# Hidden Orthogonality

### What Might This Be About?

### Problem

Let $ABCD$ be a cyclic quadrilateral; $E$ the intersection $AB\cap CD,$ $F=BC\cap AD;$ $FG$ and $EH$ tangent to the circumcircle $(ABCD).$

Prove that

$EH^{2}+FG^{2}=EF^{2}.$

### Solution

Draw circles $(BCE)$ and $(CDF)$ and let $Q$ be their second point of intersection.

Point $Q$ lies on $EF$. Indeed, $\angle CQE=\angle CBE$ as inscribed into $(BCE)$ and subtended by the same arc. Angles $CQF$ and $ABC$ are both supplementary to $\angle ADC,$ while $\angle ABC$ is also supplementary to $\angle CBE.$ It follows that $\angle CQF + \angle CQE=180^{\circ},$ such that $EQF$ is a straight line.

_ _ _ _

▶ **DIRECTIONS FOR THIS TASK**:
Extend the geometry proof on the cyclic quadrilateral and its tangents, starting from its final sentence.

_ _ _ _

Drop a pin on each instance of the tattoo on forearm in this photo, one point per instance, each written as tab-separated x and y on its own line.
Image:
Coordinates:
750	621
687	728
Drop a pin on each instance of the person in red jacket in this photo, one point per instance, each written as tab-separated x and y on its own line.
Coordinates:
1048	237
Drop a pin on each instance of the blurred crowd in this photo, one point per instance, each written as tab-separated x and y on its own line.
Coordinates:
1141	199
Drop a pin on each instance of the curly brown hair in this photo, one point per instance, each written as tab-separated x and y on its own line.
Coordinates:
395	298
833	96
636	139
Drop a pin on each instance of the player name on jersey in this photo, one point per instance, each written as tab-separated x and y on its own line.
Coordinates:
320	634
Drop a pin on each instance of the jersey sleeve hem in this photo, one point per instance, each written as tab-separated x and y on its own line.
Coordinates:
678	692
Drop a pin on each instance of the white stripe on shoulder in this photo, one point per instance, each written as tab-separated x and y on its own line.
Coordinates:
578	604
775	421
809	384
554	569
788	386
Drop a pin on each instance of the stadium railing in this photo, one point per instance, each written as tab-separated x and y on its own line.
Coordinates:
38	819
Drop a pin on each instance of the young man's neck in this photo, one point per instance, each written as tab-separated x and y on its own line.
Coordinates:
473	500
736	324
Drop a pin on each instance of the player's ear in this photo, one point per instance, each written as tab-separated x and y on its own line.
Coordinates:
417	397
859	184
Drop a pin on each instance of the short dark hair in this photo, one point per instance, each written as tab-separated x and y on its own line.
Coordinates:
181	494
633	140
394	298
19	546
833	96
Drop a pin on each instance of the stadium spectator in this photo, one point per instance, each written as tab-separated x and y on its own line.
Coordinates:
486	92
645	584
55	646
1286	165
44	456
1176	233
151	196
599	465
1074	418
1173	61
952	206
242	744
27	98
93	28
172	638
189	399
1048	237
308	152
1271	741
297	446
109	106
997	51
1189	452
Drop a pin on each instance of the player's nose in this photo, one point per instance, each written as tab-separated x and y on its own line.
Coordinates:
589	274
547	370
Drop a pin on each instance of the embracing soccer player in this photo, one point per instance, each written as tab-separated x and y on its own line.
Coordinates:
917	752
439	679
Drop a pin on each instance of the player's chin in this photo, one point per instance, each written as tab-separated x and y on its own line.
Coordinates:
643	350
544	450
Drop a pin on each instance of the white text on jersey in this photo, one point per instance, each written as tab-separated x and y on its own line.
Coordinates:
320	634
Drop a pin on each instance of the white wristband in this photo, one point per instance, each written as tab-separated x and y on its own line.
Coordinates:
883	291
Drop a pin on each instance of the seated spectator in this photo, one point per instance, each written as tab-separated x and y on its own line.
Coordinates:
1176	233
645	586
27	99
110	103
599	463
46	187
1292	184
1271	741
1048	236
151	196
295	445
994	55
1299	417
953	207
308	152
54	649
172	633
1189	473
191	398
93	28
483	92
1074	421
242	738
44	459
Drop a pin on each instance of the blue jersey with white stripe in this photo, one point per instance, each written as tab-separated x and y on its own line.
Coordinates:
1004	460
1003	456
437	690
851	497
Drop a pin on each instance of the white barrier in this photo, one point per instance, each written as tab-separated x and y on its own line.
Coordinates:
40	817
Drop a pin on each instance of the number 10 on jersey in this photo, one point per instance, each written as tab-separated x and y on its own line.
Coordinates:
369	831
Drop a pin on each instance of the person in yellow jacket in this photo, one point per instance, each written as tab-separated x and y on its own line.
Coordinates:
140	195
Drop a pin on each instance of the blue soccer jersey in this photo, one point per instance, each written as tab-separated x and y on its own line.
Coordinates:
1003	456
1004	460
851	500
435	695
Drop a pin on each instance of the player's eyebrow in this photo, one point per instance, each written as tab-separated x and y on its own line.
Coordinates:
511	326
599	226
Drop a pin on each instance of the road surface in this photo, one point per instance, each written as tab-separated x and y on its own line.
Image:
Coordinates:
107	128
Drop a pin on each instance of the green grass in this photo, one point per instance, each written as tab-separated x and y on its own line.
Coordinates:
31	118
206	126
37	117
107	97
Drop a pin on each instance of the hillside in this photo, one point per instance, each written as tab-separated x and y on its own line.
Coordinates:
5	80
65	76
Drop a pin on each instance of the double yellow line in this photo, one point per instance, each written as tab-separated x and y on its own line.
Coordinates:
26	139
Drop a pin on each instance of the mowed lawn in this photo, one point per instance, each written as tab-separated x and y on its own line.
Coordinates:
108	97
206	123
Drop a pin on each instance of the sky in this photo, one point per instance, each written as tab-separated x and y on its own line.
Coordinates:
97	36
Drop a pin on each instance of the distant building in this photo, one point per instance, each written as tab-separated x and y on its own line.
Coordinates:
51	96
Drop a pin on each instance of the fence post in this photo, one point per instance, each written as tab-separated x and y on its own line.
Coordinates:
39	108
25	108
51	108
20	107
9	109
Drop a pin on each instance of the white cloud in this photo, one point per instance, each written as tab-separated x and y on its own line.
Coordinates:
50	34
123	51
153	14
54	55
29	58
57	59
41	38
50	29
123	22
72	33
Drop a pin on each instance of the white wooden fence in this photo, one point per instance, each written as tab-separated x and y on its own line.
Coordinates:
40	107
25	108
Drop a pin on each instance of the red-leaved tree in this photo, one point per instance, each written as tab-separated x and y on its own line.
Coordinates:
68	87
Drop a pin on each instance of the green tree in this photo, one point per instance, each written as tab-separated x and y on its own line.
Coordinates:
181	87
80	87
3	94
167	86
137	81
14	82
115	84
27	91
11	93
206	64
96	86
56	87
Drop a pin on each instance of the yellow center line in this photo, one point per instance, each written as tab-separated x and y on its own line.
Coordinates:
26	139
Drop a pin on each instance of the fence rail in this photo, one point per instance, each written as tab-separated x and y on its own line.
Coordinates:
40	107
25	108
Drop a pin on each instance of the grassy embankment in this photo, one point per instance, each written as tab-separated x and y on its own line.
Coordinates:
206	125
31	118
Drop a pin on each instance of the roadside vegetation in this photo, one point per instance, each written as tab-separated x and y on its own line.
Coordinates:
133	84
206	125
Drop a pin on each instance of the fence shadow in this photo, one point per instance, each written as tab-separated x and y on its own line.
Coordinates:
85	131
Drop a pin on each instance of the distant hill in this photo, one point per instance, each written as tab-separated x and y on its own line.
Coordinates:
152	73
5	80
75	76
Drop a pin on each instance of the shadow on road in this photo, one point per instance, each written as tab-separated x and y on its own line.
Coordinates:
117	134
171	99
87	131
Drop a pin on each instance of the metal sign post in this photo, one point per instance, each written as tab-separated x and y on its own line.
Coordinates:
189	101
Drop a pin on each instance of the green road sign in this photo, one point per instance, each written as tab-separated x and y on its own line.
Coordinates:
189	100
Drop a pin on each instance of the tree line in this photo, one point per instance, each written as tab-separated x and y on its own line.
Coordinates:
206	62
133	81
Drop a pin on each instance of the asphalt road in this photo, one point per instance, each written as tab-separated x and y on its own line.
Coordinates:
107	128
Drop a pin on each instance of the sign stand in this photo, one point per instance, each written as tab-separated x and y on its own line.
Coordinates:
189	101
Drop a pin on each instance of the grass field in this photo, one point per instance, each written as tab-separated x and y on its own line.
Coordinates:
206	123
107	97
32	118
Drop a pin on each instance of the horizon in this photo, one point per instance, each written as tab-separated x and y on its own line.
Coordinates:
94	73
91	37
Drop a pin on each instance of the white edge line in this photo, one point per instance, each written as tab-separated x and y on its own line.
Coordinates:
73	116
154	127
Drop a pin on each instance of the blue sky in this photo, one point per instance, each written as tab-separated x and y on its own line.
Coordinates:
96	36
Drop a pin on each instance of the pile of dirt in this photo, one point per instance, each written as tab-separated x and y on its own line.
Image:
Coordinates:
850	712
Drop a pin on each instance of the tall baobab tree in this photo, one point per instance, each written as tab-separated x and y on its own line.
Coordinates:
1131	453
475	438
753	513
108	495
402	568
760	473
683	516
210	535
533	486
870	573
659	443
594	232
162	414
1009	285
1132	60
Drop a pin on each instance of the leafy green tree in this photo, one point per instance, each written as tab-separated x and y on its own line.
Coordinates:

_ _ _ _

▶ **RESPONSE**:
Next we repeatedly apply the Power of a Point Theorem:

$\begin{array}{lcl} \mbox{in}\space(ABCD) & & FG^{2}=FB\cdot FC,\\ \mbox{in}\space(BCE) & & FB\cdot FC = FQ\cdot FE,\\ \mbox{in}\space(ABCD) & & EH^{2}=EC\cdot ED,\\ \mbox{in}\space(CDF) & & EC\cdot ED=EQ\cdot EF. \end{array}$

It follows that

$FG^{2}+EH^{2}=FQ\cdot FE+EQ\cdot EF=EF\cdot(FQ+EQ)=EF^{2}.$

A natural interpretation of this result is that circles $C(E,H),$ centered at $E$ through $H$, and $C(F,G),$ centered at $F$ through $G,$ are orthogonal.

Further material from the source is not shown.